- [Activity]:
What appears in the data must be reproduced exactly.

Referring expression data
-*-*-

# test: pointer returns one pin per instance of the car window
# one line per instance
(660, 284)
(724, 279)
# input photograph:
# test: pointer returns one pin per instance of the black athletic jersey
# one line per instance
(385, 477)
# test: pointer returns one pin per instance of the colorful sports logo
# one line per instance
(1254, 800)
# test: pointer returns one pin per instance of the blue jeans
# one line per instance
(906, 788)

-*-*-

- [Solution]:
# test: pointer returns one pin per instance of the car window
# one line per instance
(660, 284)
(724, 279)
# input photograph:
# test: pointer returns one pin per instance of the black athletic jersey
# one line per instance
(385, 477)
# test: pointer returns one pin per instance of the colorful sports logo
# one line per instance
(1254, 800)
# test: pointer returns one pin per instance of the blue jeans
# one line per instance
(906, 788)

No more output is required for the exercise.